EXERCISES TO COMPLETE:
1. In the article on DDoS attacks against major brands, what is a botnet?
2. Name every potential target listed in the sentence of the DDoS article that begins "From the Game of Thrones fan site."
3. Carry on the article about DDoS attacks hitting major brands, picking up after its final sentence.

Not too big to fail: DDoS Attacks hitting major brands

For the last few years as DDoS attacks have intensified, the message being hammered at business owners and website owners alike has been that everyone is a potential target. From the Game of Thrones fan site to the hobby ecommerce site to the mid-sized electronics retailer to the most major of the major corporations, we’ve been told again and again that anyone could get smashed with a DDoS assault.

It can be hard to believe that, though. Does a near-world power like Google really need to worry about the same attacks as Bob’s Jam and Jelly Emporium? Does Skype have to be on the lookout for abnormal traffic patterns the way an up and coming gaming platform needs to be?

As it turns out, yes. All’s fair in love, war and DDoS attacks.

Basic beginnings

A distributed denial of service or DDoS attack is one that seeks to deny the services of a website to its users. This is done by either degrading page load times to the point that users can’t be bothered waiting or taking a website offline altogether.

To launch these attacks, the criminals behind them require a botnet, which is a network of malware-infected devices that can be controlled remotely. Attackers can either build their own botnets or pay to use one through a DDoS for hire service. Botnets use the collective computing resources of all the infected devices to direct a large amount of malicious traffic at a target website, either aiming to clog the network or consume the resources of the server with the end goal of downtime or degraded site performance that leaves users out in the cold.

A growing problem

There once was a time, a simpler time, where having any form of DDoS mitigation was likely going to be good enough to stand up to attacks. That is no longer the distributed denial of service reality. Nowadays it’s leading DDoS protection or else it might as well be nothing, especially for the major brands that stand to lose so much during an attack with massive amounts of users frustrated by their inability to access the sites and services they’ve come to count on.

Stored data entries
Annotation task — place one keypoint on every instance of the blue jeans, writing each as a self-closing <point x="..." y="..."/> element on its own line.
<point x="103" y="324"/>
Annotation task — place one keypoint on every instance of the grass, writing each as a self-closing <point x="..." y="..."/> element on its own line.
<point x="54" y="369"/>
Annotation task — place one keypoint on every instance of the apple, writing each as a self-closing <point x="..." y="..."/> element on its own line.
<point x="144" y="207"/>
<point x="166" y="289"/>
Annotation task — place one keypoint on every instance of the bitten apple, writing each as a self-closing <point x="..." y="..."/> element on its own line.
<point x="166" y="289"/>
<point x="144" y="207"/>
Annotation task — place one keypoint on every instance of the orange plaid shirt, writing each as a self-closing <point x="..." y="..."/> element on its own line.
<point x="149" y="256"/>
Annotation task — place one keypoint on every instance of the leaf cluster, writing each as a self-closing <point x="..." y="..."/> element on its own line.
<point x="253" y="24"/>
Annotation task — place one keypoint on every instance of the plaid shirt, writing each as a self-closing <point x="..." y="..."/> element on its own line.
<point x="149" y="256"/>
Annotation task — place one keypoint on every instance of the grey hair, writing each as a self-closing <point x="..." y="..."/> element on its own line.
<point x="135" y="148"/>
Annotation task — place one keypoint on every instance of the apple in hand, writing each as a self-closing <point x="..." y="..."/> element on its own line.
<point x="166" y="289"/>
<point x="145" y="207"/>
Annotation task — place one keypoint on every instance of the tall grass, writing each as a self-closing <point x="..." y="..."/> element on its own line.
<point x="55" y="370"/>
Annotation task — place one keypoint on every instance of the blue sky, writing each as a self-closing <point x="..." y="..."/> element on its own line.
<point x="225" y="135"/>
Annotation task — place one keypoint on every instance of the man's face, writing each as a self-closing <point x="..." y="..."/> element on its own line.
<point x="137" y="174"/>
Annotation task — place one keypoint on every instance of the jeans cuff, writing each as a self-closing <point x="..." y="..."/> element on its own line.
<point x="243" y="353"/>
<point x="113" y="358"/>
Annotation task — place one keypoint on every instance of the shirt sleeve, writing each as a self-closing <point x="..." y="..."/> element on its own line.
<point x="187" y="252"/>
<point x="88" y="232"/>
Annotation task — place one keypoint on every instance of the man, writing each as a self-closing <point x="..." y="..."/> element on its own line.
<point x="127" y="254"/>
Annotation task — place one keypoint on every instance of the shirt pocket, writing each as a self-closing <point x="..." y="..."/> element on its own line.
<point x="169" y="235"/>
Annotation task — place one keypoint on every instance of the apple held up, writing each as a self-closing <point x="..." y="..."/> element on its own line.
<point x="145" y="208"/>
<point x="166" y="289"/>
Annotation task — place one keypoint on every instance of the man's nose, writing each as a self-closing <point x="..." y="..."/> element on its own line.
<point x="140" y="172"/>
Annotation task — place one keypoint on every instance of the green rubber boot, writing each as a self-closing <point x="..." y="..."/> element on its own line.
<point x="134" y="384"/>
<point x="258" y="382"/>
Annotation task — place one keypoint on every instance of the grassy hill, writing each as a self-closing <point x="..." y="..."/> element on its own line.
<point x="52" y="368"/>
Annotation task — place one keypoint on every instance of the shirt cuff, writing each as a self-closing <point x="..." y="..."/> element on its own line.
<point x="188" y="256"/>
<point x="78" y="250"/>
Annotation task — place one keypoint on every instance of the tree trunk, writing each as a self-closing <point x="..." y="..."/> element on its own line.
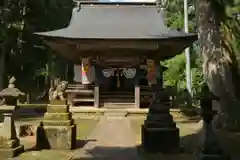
<point x="2" y="67"/>
<point x="218" y="68"/>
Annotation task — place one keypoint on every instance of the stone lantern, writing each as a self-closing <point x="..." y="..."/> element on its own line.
<point x="9" y="143"/>
<point x="211" y="149"/>
<point x="159" y="131"/>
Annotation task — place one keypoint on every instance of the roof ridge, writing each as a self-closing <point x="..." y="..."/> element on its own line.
<point x="92" y="2"/>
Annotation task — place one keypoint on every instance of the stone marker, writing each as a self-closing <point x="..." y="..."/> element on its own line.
<point x="57" y="130"/>
<point x="159" y="131"/>
<point x="9" y="143"/>
<point x="211" y="149"/>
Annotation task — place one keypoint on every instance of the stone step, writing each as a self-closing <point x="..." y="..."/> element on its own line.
<point x="117" y="101"/>
<point x="117" y="93"/>
<point x="119" y="105"/>
<point x="116" y="96"/>
<point x="80" y="91"/>
<point x="115" y="113"/>
<point x="83" y="100"/>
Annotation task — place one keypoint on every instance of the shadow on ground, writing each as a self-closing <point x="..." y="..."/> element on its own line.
<point x="107" y="153"/>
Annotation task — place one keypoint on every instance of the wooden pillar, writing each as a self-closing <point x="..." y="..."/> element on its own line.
<point x="96" y="96"/>
<point x="86" y="71"/>
<point x="137" y="96"/>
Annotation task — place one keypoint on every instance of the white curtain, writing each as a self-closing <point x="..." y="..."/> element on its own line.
<point x="78" y="74"/>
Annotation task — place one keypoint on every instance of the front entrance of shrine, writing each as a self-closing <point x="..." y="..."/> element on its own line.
<point x="120" y="79"/>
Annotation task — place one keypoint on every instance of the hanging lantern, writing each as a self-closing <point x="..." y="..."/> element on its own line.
<point x="129" y="73"/>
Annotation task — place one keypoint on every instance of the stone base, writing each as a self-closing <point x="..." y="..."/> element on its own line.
<point x="164" y="140"/>
<point x="56" y="137"/>
<point x="6" y="153"/>
<point x="213" y="157"/>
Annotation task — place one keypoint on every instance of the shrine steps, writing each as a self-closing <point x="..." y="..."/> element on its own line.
<point x="117" y="100"/>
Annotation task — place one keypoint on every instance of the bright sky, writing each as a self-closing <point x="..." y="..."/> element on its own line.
<point x="128" y="0"/>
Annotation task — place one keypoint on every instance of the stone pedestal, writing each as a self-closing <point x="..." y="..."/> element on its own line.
<point x="159" y="131"/>
<point x="57" y="130"/>
<point x="211" y="149"/>
<point x="9" y="143"/>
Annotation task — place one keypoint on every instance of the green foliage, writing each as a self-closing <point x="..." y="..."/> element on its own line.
<point x="175" y="75"/>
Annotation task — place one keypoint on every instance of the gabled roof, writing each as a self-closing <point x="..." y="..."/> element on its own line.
<point x="101" y="20"/>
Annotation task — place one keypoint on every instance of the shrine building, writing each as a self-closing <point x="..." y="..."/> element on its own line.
<point x="116" y="48"/>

RESULTS:
1. A botnet is a network of malware-infected devices that can be controlled remotely.

2. The Game of Thrones fan site, the hobby ecommerce site, the mid-sized electronics retailer, and the most major of the major corporations.

3.
DDoS attacks have grown increasingly sophisticated as they’ve become an increasingly favored attack method amongst cybercriminals. Perhaps more notably for major brands, they’ve also swelled to previously unheard-of sizes. This is thanks to Internet of Things (IoT) botnets, which are botnets consisting of so-called smart devices. Since these devices have largely been built without much attention paid to security, and since end users don’t think to secure them the way they would a computer, botnet builders have been able to easily infect them, building botnets powered by hundreds of thousands of devices.

Big results

IoT botnets announced their arrival in a major way with an attack that took down some of the biggest websites and services, throwing the online world into disarray. Known as the Dyn DNS attack, the Mirai IoT botnet launched a record-setting 1 Tbps attack in October of 2016 that knocked out the Dyn domain name server and swept the likes of Twitter, Spotify, Reddit, Amazon, Etsy, Tumblr, Netflix, PayPal, CNN and the BBC offline. In total, well over 60 massive brands were affected leaving millions of users reeling. While this is the most infamous of the big brand DDoS attacks, it wasn’t exactly rare.

A 2016 survey of IT professionals found that global brands are most likely to be targeted by DDoS attacks. The same survey found that when DDoS attacks hit global brands, they smash. Half of those global brands reported losing at least $100,000 per hour during an attack, and with an average of three hours elapsing before an attack is even discovered, those bills get staggering fast.

A bit of time has passed since Mirai first exploded onto the scene, but the more things change, the more they stay the same. In January of 2018 a 21-year-old from Liverpool was sentenced to two years in prison for computer crimes including distributed denial of service attacks on global powerhouses including Skype, Google and Nintendo’s Pokemon.

In good company

Rare is the business owner or website owner that wouldn’t say they want to have plenty in common with Google or Skype. Unfortunately for most business and website owners, what they actually have in common with Google or Skype is that they’re at risk of incurring major damage to their brand reputation and user loyalty from DDoS attacks. With anything less than leading professional DDoS mitigation, this is the reality that will remain. Unfortunately.